Pick out and copy every line in the records below that contains the word "point".
*****
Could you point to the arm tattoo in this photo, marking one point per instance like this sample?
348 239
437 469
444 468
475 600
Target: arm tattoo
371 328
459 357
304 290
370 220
*****
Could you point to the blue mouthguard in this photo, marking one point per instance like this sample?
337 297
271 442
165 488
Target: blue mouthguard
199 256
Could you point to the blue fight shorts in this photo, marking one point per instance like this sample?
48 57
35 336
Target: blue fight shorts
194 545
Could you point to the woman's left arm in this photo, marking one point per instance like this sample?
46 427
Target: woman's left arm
*****
OUTPUT FOR THIS TASK:
Could you point to the arm tattoo in this photo, marking one point per instance like this sample?
Could you point to the blue mouthguard in this photo, marking one point per instance like this sample?
Could you point to the blue fight shorts in this photo, marking one point per instance like this sample?
Could you point to the woman's left arm in this photo, marking one point per instance like this sample?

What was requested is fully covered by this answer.